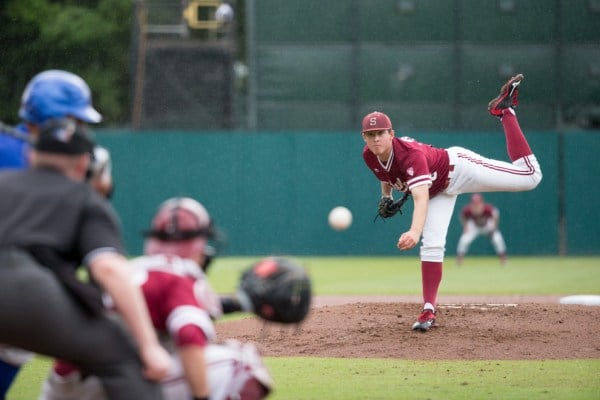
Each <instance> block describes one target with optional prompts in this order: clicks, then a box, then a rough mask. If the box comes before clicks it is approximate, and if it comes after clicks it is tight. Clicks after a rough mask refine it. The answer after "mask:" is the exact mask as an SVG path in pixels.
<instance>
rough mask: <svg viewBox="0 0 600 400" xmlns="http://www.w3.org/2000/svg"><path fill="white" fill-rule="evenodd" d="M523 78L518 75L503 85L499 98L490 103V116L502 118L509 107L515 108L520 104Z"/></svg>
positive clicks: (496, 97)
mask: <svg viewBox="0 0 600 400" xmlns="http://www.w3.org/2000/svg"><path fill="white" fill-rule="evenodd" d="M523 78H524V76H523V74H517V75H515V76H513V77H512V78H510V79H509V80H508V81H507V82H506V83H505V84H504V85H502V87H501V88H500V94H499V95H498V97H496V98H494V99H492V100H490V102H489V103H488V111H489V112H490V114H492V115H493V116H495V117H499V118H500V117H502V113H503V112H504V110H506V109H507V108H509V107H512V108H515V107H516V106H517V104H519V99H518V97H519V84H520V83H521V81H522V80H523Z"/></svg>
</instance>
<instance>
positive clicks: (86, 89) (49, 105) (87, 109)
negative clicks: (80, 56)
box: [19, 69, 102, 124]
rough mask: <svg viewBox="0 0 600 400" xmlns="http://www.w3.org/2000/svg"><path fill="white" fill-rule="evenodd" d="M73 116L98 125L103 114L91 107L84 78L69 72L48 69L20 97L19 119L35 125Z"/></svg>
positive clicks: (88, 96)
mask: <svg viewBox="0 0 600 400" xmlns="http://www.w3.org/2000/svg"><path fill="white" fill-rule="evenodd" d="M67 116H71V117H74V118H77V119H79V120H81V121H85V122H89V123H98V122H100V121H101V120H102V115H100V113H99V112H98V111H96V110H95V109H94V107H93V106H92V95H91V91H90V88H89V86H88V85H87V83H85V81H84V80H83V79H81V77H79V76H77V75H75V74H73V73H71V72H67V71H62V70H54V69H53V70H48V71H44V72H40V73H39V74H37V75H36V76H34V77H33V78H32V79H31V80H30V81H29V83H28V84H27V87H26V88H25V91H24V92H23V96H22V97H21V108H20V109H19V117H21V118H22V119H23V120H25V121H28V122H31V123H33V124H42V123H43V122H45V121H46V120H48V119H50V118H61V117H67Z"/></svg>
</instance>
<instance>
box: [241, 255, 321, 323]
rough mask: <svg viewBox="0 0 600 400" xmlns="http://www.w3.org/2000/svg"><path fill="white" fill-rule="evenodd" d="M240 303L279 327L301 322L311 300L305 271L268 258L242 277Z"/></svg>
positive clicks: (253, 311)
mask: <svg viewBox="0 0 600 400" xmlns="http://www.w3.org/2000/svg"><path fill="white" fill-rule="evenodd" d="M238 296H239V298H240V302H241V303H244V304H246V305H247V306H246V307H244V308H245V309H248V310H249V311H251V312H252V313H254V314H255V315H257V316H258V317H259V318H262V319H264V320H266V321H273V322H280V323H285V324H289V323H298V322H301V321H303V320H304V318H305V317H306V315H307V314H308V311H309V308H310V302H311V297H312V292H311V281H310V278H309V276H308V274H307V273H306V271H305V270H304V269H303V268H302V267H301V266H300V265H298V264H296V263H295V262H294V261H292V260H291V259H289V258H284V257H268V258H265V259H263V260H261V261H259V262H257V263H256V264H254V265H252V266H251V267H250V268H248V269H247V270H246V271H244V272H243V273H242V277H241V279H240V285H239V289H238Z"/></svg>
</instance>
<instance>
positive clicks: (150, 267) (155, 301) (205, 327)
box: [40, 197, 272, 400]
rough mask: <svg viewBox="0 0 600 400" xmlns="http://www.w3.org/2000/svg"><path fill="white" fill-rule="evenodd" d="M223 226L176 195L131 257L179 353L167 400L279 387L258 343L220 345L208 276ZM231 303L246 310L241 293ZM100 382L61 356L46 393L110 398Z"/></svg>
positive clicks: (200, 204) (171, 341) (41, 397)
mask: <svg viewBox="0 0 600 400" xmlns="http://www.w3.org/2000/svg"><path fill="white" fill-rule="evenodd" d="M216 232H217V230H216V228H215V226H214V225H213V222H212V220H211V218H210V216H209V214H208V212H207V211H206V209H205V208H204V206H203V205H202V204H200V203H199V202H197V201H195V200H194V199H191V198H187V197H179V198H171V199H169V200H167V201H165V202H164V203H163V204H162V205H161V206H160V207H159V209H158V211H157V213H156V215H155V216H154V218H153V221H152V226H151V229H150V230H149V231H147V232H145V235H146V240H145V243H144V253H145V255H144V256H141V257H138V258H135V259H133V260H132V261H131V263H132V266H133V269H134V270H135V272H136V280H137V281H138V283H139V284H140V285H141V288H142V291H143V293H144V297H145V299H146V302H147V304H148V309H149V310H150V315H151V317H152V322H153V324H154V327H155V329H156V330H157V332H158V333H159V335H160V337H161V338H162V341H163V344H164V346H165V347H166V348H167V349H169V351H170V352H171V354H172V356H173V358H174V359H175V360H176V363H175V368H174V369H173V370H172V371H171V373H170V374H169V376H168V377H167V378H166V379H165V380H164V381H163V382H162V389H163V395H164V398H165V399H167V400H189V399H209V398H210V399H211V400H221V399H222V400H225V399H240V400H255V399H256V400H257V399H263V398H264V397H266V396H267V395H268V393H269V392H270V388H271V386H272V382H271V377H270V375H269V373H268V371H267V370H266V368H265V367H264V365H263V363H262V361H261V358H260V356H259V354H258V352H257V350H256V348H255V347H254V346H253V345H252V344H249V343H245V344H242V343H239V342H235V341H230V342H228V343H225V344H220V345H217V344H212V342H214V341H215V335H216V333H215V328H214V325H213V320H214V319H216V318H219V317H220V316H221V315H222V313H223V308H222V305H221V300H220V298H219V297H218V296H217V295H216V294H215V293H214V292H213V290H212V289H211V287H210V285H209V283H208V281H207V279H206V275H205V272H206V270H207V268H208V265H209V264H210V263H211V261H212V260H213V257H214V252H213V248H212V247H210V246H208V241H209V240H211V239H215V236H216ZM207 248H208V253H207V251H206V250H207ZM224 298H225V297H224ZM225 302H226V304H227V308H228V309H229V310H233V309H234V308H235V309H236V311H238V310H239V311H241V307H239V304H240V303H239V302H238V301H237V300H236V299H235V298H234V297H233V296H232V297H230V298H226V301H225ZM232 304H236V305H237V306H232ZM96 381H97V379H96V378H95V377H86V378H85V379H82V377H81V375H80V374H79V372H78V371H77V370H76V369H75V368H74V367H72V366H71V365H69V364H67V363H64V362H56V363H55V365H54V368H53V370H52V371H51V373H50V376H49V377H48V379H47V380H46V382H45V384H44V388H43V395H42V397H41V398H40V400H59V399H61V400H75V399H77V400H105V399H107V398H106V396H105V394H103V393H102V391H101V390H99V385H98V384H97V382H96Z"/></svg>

++++++++++++++++++++

• TO-DO ITEM: Rewrite the listing above with every occurrence of "rough mask" changed to "coarse mask" and everything else kept the same. Leave out the pictures.

• RESULT OF THE TASK:
Each <instance> block describes one target with optional prompts in this order: clicks, then a box, then a coarse mask. If the box comes before clicks it is approximate, and if it comes after clicks it is tight. Clicks after a coarse mask refine it. The answer after "mask:" is the exact mask as an SVG path in pixels.
<instance>
coarse mask: <svg viewBox="0 0 600 400" xmlns="http://www.w3.org/2000/svg"><path fill="white" fill-rule="evenodd" d="M523 78L518 75L503 85L499 98L490 103V116L502 118L509 107L515 108L520 104Z"/></svg>
positive clicks: (496, 97)
mask: <svg viewBox="0 0 600 400" xmlns="http://www.w3.org/2000/svg"><path fill="white" fill-rule="evenodd" d="M523 78H524V76H523V74H517V75H515V76H513V77H512V78H510V79H509V80H508V81H507V82H506V83H505V84H504V85H502V87H501V88H500V94H499V95H498V97H496V98H494V99H492V100H490V102H489V103H488V111H489V112H490V114H492V115H493V116H495V117H499V118H500V117H502V113H503V112H504V110H506V109H507V108H509V107H512V108H515V107H516V106H517V104H519V99H518V97H519V84H520V83H521V81H522V80H523Z"/></svg>
</instance>
<instance>
positive clicks: (86, 89) (49, 105) (87, 109)
negative clicks: (80, 56)
box: [19, 69, 102, 124]
coarse mask: <svg viewBox="0 0 600 400" xmlns="http://www.w3.org/2000/svg"><path fill="white" fill-rule="evenodd" d="M73 116L98 125L103 114L91 107L84 78L69 72L48 69L20 97L19 119L35 125Z"/></svg>
positive clicks: (88, 96)
mask: <svg viewBox="0 0 600 400" xmlns="http://www.w3.org/2000/svg"><path fill="white" fill-rule="evenodd" d="M67 116H71V117H74V118H77V119H79V120H81V121H85V122H89V123H98V122H100V121H101V120H102V115H100V113H99V112H98V111H96V110H95V109H94V107H93V106H92V95H91V91H90V88H89V86H88V85H87V83H85V81H84V80H83V79H81V77H79V76H77V75H75V74H73V73H71V72H67V71H62V70H54V69H53V70H48V71H44V72H40V73H39V74H37V75H36V76H34V77H33V78H32V79H31V80H30V81H29V83H28V84H27V87H26V88H25V91H24V92H23V96H22V97H21V108H20V109H19V117H21V118H22V119H23V120H25V121H28V122H31V123H33V124H42V123H43V122H45V121H46V120H48V119H50V118H61V117H67Z"/></svg>
</instance>
<instance>
box: [241, 255, 321, 323]
coarse mask: <svg viewBox="0 0 600 400" xmlns="http://www.w3.org/2000/svg"><path fill="white" fill-rule="evenodd" d="M240 303L279 327L301 322L311 300L305 271L268 258L242 277Z"/></svg>
positive clicks: (253, 311)
mask: <svg viewBox="0 0 600 400" xmlns="http://www.w3.org/2000/svg"><path fill="white" fill-rule="evenodd" d="M238 296H239V298H240V302H241V303H244V304H246V305H247V306H246V307H244V308H245V309H248V310H249V311H251V312H252V313H254V314H255V315H257V316H258V317H259V318H262V319H264V320H266V321H273V322H280V323H285V324H289V323H298V322H301V321H303V320H304V318H305V317H306V315H307V314H308V311H309V308H310V302H311V297H312V292H311V281H310V278H309V276H308V274H307V273H306V271H305V270H304V269H303V268H302V267H301V266H300V265H298V264H296V263H295V262H294V261H292V260H291V259H289V258H284V257H268V258H265V259H263V260H261V261H259V262H257V263H256V264H254V265H252V266H251V267H250V268H248V269H247V270H246V271H244V272H243V273H242V277H241V279H240V285H239V289H238Z"/></svg>
</instance>
<instance>
positive clicks: (150, 267) (155, 301) (205, 327)
box: [40, 197, 272, 400]
coarse mask: <svg viewBox="0 0 600 400" xmlns="http://www.w3.org/2000/svg"><path fill="white" fill-rule="evenodd" d="M223 226L176 195L131 257L179 353L167 400L279 387L258 343L220 345L208 276ZM231 303L246 310L241 293ZM100 382L61 356L46 393L110 398Z"/></svg>
positive clicks: (200, 204) (171, 341) (41, 397)
mask: <svg viewBox="0 0 600 400" xmlns="http://www.w3.org/2000/svg"><path fill="white" fill-rule="evenodd" d="M216 232H217V230H216V228H215V226H214V225H213V222H212V220H211V218H210V216H209V214H208V212H207V211H206V209H205V208H204V206H203V205H202V204H200V203H199V202H197V201H195V200H194V199H191V198H187V197H179V198H171V199H169V200H167V201H165V202H164V203H163V204H162V205H161V206H160V207H159V209H158V211H157V213H156V215H155V216H154V218H153V221H152V226H151V229H150V230H149V231H147V232H145V235H146V240H145V243H144V253H145V255H144V256H141V257H138V258H135V259H133V260H132V261H131V263H132V266H133V269H134V270H135V272H136V280H137V281H138V283H139V284H140V285H141V288H142V291H143V293H144V297H145V299H146V302H147V304H148V309H149V310H150V315H151V317H152V322H153V324H154V327H155V329H156V330H157V332H158V333H159V335H160V337H161V338H162V341H163V344H164V346H165V347H166V348H167V349H169V351H170V352H171V354H172V356H173V358H174V359H175V360H176V363H175V368H174V369H173V370H172V371H171V373H170V374H169V376H168V377H167V378H166V379H165V380H164V381H163V382H162V389H163V395H164V398H165V399H167V400H189V399H209V398H210V399H211V400H221V399H222V400H225V399H240V400H255V399H256V400H257V399H263V398H264V397H266V396H267V395H268V393H269V392H270V388H271V386H272V382H271V377H270V375H269V373H268V371H267V370H266V368H265V367H264V365H263V363H262V361H261V358H260V356H259V354H258V352H257V350H256V348H255V347H254V346H253V345H252V344H249V343H245V344H242V343H239V342H235V341H230V342H228V343H225V344H220V345H217V344H212V342H214V341H215V335H216V333H215V328H214V325H213V320H214V319H216V318H219V317H220V316H221V315H222V313H223V308H222V305H221V300H220V298H219V297H218V296H217V295H216V294H215V293H214V292H213V290H212V289H211V287H210V285H209V283H208V281H207V279H206V275H205V272H206V270H207V268H208V265H209V264H210V263H211V261H212V260H213V257H214V252H213V248H212V247H210V246H208V241H209V240H211V239H215V236H216ZM207 248H208V253H207V251H206V250H207ZM224 298H225V297H224ZM225 302H226V304H227V308H228V309H229V310H233V309H234V308H235V309H236V311H238V310H239V311H241V307H239V304H240V303H239V302H238V301H237V300H236V299H235V298H234V297H233V296H232V297H230V298H226V301H225ZM232 304H236V305H237V306H232ZM96 381H97V379H96V378H95V377H86V378H85V379H82V377H81V375H80V374H79V372H78V371H77V370H76V369H75V368H74V367H72V366H71V365H69V364H67V363H64V362H56V363H55V365H54V368H53V370H52V371H51V373H50V376H49V377H48V379H47V380H46V382H45V384H44V388H43V395H42V397H41V398H40V400H59V399H61V400H75V399H77V400H105V399H107V398H106V396H105V394H103V393H102V391H101V390H99V385H98V384H97V382H96Z"/></svg>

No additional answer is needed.